Image segmentation entries
-------------------------
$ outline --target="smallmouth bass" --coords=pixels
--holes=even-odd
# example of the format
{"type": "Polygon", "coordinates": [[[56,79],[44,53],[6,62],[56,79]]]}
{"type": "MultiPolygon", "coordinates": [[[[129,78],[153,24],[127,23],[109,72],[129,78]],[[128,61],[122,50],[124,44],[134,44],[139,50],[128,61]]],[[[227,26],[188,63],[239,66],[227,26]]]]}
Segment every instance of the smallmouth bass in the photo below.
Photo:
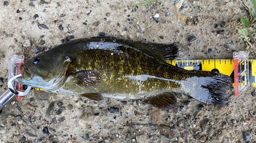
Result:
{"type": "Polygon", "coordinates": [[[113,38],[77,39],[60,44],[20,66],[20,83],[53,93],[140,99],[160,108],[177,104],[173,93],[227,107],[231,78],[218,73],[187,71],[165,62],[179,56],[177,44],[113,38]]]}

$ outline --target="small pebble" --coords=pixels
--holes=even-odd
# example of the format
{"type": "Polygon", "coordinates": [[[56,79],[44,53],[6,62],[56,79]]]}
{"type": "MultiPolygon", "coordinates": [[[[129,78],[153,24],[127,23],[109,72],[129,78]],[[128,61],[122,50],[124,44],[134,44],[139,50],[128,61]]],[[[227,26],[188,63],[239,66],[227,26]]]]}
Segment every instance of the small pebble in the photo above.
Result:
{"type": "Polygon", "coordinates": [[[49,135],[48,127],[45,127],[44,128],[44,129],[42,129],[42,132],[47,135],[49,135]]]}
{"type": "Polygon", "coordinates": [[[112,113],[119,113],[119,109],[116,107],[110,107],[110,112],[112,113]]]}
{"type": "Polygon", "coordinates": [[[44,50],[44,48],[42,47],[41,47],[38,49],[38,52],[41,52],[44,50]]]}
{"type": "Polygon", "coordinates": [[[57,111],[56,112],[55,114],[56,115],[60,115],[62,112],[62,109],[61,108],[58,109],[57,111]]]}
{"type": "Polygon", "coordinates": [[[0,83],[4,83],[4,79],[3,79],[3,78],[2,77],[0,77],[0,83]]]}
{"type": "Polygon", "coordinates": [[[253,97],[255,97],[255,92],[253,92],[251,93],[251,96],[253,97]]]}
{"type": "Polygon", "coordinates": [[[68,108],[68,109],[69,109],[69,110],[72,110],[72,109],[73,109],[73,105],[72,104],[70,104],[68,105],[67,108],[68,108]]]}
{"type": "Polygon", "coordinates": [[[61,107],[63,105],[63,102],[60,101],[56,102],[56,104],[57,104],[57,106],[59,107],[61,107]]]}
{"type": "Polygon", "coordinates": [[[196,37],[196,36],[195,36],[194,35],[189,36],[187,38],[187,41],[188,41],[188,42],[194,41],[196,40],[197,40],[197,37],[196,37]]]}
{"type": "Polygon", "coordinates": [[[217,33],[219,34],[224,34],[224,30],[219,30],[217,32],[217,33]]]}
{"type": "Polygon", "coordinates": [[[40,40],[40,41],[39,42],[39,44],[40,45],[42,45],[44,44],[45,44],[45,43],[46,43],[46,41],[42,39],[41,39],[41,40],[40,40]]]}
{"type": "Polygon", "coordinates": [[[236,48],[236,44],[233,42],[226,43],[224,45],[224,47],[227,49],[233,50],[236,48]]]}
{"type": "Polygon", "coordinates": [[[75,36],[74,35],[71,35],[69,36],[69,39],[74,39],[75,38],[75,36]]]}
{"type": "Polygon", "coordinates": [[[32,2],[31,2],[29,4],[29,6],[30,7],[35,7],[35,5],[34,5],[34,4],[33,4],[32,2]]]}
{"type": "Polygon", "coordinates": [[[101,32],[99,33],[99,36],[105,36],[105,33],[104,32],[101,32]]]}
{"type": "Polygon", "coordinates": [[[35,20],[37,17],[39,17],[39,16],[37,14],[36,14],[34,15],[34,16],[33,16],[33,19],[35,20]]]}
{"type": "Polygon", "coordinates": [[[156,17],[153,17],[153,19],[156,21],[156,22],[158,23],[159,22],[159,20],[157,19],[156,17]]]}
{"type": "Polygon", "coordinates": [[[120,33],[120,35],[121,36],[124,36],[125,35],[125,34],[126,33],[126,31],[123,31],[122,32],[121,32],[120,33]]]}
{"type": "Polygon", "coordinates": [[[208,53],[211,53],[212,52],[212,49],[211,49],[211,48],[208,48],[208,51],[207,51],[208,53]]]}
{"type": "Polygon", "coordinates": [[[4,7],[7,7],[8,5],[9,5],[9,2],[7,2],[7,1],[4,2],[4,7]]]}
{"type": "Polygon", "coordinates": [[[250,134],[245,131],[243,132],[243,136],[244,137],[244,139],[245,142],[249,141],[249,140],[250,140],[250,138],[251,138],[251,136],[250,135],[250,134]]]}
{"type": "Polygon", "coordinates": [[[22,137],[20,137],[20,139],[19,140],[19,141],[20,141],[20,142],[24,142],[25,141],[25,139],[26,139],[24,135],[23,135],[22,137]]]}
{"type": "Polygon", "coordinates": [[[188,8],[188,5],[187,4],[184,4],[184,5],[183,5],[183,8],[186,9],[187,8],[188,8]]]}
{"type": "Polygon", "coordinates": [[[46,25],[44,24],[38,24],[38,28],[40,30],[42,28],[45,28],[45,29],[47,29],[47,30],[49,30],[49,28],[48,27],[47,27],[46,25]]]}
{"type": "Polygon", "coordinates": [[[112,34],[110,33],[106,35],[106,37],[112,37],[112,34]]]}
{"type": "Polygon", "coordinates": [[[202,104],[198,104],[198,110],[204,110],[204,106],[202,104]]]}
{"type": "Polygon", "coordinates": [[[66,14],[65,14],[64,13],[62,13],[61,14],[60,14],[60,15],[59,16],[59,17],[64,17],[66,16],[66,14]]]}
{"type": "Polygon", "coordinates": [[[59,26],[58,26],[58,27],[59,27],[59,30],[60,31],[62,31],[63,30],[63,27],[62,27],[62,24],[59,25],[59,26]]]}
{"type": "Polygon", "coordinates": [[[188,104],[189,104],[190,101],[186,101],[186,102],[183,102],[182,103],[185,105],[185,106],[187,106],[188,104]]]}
-------------------------
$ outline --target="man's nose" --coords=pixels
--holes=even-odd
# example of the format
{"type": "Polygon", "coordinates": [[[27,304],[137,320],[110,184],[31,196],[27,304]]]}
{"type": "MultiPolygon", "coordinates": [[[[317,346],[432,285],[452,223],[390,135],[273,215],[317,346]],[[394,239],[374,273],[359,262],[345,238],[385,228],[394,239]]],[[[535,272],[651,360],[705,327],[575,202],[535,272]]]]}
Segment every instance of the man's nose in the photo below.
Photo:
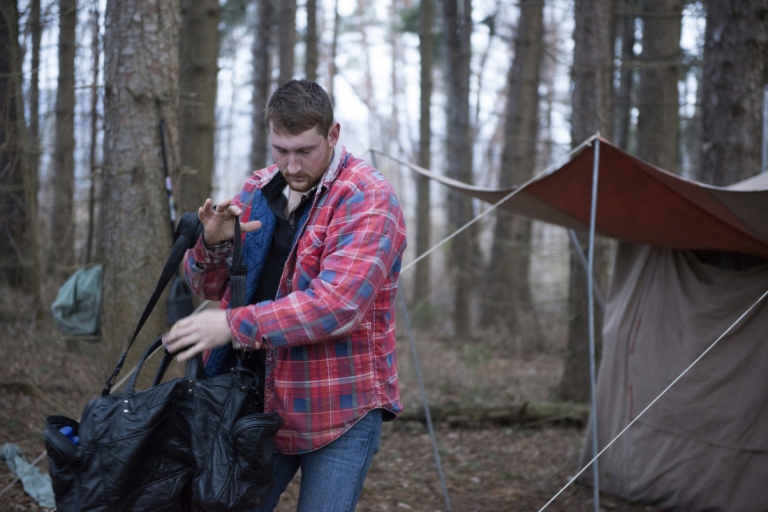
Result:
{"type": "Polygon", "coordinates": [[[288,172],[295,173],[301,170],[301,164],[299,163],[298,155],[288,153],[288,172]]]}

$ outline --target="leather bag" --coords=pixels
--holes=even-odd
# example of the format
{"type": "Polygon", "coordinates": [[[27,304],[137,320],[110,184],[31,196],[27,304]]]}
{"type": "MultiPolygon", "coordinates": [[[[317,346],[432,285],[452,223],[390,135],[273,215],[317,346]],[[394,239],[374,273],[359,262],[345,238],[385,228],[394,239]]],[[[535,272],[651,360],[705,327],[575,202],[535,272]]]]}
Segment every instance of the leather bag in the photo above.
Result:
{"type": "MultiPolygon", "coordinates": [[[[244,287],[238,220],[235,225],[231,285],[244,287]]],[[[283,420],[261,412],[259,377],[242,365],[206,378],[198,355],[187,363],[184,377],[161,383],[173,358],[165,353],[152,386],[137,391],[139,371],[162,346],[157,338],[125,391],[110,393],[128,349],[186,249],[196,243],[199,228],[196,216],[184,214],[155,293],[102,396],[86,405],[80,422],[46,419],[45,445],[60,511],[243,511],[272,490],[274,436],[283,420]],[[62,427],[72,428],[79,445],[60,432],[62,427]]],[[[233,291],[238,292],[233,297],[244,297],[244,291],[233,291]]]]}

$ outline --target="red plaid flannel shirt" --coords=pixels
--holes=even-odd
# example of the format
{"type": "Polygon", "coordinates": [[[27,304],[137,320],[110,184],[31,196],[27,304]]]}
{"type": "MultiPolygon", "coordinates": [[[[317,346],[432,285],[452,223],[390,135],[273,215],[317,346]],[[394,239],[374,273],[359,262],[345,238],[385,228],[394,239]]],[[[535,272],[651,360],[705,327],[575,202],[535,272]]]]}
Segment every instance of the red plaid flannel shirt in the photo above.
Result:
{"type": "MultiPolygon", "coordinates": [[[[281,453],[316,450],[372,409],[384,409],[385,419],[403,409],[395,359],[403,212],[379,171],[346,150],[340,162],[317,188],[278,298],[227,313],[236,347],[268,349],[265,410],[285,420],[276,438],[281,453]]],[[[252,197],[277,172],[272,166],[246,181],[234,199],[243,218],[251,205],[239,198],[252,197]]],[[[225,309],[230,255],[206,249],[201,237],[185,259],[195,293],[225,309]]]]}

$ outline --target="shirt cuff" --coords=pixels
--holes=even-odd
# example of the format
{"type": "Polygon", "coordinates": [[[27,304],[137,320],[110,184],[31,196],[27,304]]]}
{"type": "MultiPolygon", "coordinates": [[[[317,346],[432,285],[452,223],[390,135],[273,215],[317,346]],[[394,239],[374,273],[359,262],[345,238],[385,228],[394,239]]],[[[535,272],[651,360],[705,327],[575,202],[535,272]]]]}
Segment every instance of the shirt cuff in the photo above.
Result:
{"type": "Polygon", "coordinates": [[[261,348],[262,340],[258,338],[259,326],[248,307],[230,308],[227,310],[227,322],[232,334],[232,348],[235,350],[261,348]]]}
-------------------------
▶ [Goal of the exercise]:
Gather every line of the material that contains the word "above", and list them in their original order.

▶ [Answer for this exercise]:
Segment every instance of the small pebble in the photo above.
Segment every instance of the leather bag in the photo above.
Segment every instance of the red plaid flannel shirt in the photo above.
Segment every instance of the shirt cuff in the photo above.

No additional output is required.